#### What to produce:
Turn the material below into a JSON list of strings, one string per line, leaving out any blank lines.

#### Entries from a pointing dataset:

===

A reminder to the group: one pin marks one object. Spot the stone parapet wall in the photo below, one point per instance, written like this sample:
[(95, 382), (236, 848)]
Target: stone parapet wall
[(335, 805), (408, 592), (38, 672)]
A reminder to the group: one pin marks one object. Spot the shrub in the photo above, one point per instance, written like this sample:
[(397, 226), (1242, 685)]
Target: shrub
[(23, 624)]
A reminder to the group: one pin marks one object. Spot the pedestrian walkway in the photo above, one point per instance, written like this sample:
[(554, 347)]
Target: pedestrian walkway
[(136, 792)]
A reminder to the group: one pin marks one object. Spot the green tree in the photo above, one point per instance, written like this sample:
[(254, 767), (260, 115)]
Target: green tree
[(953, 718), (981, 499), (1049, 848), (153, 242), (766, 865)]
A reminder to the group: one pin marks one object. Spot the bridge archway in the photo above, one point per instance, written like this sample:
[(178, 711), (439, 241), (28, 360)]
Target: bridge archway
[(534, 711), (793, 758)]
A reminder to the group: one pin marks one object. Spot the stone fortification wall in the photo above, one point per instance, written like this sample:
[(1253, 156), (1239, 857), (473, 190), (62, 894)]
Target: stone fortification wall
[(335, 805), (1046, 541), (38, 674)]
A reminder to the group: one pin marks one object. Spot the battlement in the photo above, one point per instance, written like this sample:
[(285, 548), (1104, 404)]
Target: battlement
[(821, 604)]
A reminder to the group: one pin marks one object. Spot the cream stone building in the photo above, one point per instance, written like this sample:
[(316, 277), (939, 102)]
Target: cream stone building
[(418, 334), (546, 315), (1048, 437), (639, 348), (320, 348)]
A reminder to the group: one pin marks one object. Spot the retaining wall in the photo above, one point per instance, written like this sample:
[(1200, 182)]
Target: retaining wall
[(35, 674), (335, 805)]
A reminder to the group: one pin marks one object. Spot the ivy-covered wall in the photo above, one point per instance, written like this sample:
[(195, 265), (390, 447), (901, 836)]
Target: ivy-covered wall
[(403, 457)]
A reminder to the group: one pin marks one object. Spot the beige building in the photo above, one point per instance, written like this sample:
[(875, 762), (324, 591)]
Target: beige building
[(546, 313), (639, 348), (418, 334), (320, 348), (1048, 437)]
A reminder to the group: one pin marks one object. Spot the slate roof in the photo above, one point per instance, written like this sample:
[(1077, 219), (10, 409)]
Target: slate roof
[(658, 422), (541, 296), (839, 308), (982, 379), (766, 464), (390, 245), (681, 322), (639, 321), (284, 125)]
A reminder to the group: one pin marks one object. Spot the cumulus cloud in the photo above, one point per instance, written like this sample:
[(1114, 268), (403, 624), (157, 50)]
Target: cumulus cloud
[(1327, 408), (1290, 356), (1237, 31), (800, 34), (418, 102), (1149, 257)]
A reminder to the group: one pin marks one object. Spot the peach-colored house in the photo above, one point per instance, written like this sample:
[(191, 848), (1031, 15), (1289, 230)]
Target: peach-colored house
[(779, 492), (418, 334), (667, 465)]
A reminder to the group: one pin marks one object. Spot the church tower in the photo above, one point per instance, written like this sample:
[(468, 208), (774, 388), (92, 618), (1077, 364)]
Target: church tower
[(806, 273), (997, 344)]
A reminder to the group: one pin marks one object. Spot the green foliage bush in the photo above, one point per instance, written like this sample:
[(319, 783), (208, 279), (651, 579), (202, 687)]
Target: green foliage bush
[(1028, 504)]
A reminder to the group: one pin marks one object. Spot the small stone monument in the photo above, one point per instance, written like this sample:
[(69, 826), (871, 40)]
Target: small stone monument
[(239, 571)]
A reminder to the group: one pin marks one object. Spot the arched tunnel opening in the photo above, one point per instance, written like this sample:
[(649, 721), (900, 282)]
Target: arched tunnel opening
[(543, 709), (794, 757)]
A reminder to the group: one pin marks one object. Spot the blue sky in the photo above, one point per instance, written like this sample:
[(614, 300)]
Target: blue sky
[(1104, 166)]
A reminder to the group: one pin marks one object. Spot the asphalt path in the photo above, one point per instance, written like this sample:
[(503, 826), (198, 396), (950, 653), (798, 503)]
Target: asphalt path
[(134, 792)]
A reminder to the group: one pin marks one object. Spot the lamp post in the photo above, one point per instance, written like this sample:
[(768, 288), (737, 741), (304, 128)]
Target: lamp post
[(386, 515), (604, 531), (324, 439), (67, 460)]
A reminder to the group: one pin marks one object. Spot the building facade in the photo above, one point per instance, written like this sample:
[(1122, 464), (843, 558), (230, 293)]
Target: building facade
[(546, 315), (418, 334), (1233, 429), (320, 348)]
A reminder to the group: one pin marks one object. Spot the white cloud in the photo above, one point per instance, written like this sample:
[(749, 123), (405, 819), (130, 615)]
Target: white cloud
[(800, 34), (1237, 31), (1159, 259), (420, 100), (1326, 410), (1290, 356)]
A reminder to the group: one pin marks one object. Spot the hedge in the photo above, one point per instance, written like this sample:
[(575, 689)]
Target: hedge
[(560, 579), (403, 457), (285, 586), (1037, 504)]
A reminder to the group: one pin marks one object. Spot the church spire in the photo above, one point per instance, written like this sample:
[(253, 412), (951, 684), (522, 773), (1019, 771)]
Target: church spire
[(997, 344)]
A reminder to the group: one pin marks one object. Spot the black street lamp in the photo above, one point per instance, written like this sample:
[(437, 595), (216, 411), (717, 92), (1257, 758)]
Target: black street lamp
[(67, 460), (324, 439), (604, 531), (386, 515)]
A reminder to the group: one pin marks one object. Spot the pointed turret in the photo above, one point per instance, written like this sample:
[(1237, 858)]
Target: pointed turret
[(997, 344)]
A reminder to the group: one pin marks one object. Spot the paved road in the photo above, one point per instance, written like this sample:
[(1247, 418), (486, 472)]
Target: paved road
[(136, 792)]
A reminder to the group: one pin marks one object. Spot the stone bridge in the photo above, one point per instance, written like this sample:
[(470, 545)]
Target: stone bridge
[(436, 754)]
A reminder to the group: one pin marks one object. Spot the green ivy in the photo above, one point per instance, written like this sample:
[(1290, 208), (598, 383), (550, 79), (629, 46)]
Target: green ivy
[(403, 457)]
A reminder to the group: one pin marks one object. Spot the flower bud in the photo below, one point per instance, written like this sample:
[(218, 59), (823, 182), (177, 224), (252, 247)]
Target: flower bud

===

#### Complete response:
[
  "A reminder to the group: one pin marks one object. Spot the stone parapet wall in the photo below, one point per instance, written like this sample:",
  "[(95, 382), (236, 848)]",
  "Target: stone parapet wall",
  "[(335, 805), (408, 592), (38, 672)]",
  "A reminder to the group: one pin marks one object. Spot the shrub in the photo above, one point per instance, written like this sample:",
  "[(397, 226), (1242, 685)]",
  "Target: shrub",
  "[(23, 624)]",
  "A reminder to the group: one pin marks one object. Spot the pedestrian walkway in the photo above, one point per instance, written like this sample:",
  "[(554, 347)]",
  "Target: pedestrian walkway",
  "[(136, 792)]",
  "A reminder to the group: one pin marks one object. Spot the green tree in the photo above, one point per instance, written like this sample:",
  "[(254, 767), (260, 115)]",
  "Target: green tree",
  "[(953, 718), (981, 499), (1049, 848), (153, 242), (766, 865)]",
  "A reminder to the group: one pin marks one object. Spot the bridge archway in the photo above, one point per instance, written like this sample:",
  "[(178, 711), (439, 241), (28, 360)]",
  "Target: bridge archway",
  "[(534, 711), (793, 758)]",
  "A reminder to the group: one pin marks one object. Spot the stone fortification wall in the photo above, one point per instance, written like this sample:",
  "[(1253, 156), (1239, 857), (473, 190), (62, 894)]",
  "Target: stone fortification wall",
  "[(335, 805), (1046, 541), (38, 674)]",
  "A reminder to the group: one pin marks one object. Spot the battlement in the photo above, one point per instance, written like this sample:",
  "[(285, 548), (1104, 404)]",
  "Target: battlement",
  "[(821, 604)]",
  "A reminder to the group: one pin marks one object. Spot the cream stone building in the photo above, one point per instance, written like this sample:",
  "[(316, 277), (939, 102)]",
  "Target: cream stone building",
  "[(418, 334), (546, 315), (1048, 437), (639, 348), (320, 348)]",
  "A reminder to the group: one pin marks one object. Spot the retaining wall in the photo above, one point per instance, written like this sample:",
  "[(1200, 182)]",
  "Target: retaining wall",
  "[(35, 674), (335, 805)]",
  "A reminder to the group: one pin marks one object. Spot the ivy-covered wall in the photo above, one point per instance, written like this sample:",
  "[(195, 265), (390, 447), (901, 836)]",
  "Target: ivy-covered wall",
  "[(403, 457)]",
  "A reminder to the group: one pin marks one object. Spot the beige building in the photo above, one point per instance, written like this sample:",
  "[(875, 762), (324, 591)]",
  "Target: beige building",
  "[(546, 313), (639, 348), (418, 334), (320, 348), (1048, 437)]",
  "A reminder to the group: one pin marks one object. Spot the slate roof in the photo above, one point per instance, written like this sample:",
  "[(1077, 219), (10, 409)]",
  "Target: slate roof",
  "[(658, 422), (541, 296), (839, 308), (982, 379), (766, 464), (390, 245), (681, 322), (639, 321), (284, 125)]",
  "A reminder to the group: one pin marks one object. Spot the cumulus cloud in the photo above, one point per instance, written like this sample:",
  "[(1114, 268), (403, 624), (157, 50)]",
  "Target: cumulus cloud",
  "[(1327, 408), (1290, 356), (1237, 31), (800, 34), (418, 102), (1149, 257)]",
  "A reminder to the group: one pin marks one object. Spot the peach-colored house in the photo above, one point per instance, written like this sample:",
  "[(191, 848), (1031, 15), (1289, 230)]",
  "Target: peach-colored house",
  "[(779, 492), (418, 334), (667, 465)]",
  "A reminder to the group: one pin marks one object. Spot the church tower in the photo above, one point per instance, written like this sample:",
  "[(468, 208), (774, 388), (92, 618), (1077, 364)]",
  "Target: church tower",
  "[(806, 273), (997, 344)]",
  "A reminder to the group: one pin marks one object. Spot the green foliage bush in the photo above, one point per instance, written like this sample:",
  "[(319, 783), (208, 279), (651, 579), (202, 687)]",
  "Target: green foliage bush",
  "[(1028, 504)]",
  "A reminder to the group: one pin marks one object. Spot the small stone monument in the photo above, one point per instance, written like this sample:",
  "[(69, 826), (871, 40)]",
  "Target: small stone monument",
  "[(239, 571)]",
  "A reminder to the group: one pin marks one object. Spot the arched tunnel opening in the photo above, one point per instance, written like this sample:",
  "[(649, 721), (900, 282)]",
  "Target: arched tunnel opening",
  "[(543, 709), (794, 757)]",
  "A reminder to the group: one pin marks one object. Spot the blue sky in the photo above, one point per instance, written like this sample:",
  "[(614, 300)]",
  "Target: blue sky",
  "[(1104, 166)]",
  "A reminder to the group: one pin marks one object. Spot the asphalt path in the photo above, one point per instance, written like this sample:",
  "[(503, 826), (198, 396), (950, 653), (798, 503)]",
  "Target: asphalt path",
  "[(134, 792)]",
  "A reminder to the group: one pin marks one object. Spot the lamp post in the photo above, one point per instance, written like this sample:",
  "[(768, 288), (737, 741), (304, 128)]",
  "Target: lamp post",
  "[(386, 515), (604, 531), (324, 439), (67, 460)]",
  "A reminder to the group: one pin marks one object. Spot the building facade in the photo above, one point per instance, written like this sample:",
  "[(1122, 464), (843, 558), (230, 293)]",
  "Target: building facade",
  "[(546, 315), (418, 334), (1233, 429), (320, 348)]",
  "A reminder to the group: one pin marks one object. Spot the white cloud in the photo above, one point per instance, written like this sample:",
  "[(749, 123), (405, 819), (130, 615)]",
  "Target: white cloud",
  "[(800, 34), (1237, 31), (1159, 259), (420, 100), (1326, 410), (1290, 356)]",
  "A reminder to the group: one pin marks one object. Spot the hedge in the photo above, one point per instance, written like this sample:",
  "[(575, 689)]",
  "Target: hedge",
  "[(560, 579), (403, 457), (285, 586), (1037, 504)]",
  "A reminder to the group: one pin marks one object. Spot the church spire in the photo above, one point per instance, written like this sample:",
  "[(253, 412), (951, 684), (522, 773), (1019, 771)]",
  "Target: church spire",
  "[(997, 344)]",
  "A reminder to the group: one pin marks one object. Spot the black street lamp in the photo above, one point per instance, written like this sample:",
  "[(437, 595), (216, 411), (717, 92), (1257, 758)]",
  "Target: black street lamp",
  "[(67, 460), (324, 439), (604, 531), (386, 515)]",
  "A reminder to the group: one pin marks one object. Spot the pointed turret in the photo above, one point per instance, written like this sample:",
  "[(1237, 858)]",
  "Target: pointed turret",
  "[(997, 344)]",
  "A reminder to the group: one pin marks one object. Spot the paved road in the photo above, one point per instance, written like this sample:",
  "[(1247, 418), (486, 472)]",
  "Target: paved road",
  "[(136, 792)]",
  "A reminder to the group: one pin marks one object. Spot the stone bridge in the photo above, one point per instance, written like this sample:",
  "[(470, 545)]",
  "Target: stone bridge",
  "[(436, 754)]",
  "A reminder to the group: one pin marks one object. Spot the green ivy in the photo above, one point per instance, written like this sample:",
  "[(1290, 208), (598, 383), (550, 79), (629, 46)]",
  "Target: green ivy",
  "[(403, 457)]",
  "A reminder to the group: one pin marks one object. Spot the flower bud in the photo below, one point per instance, written like this sample:",
  "[(218, 59), (823, 182), (177, 224), (252, 247)]",
  "Target: flower bud"
]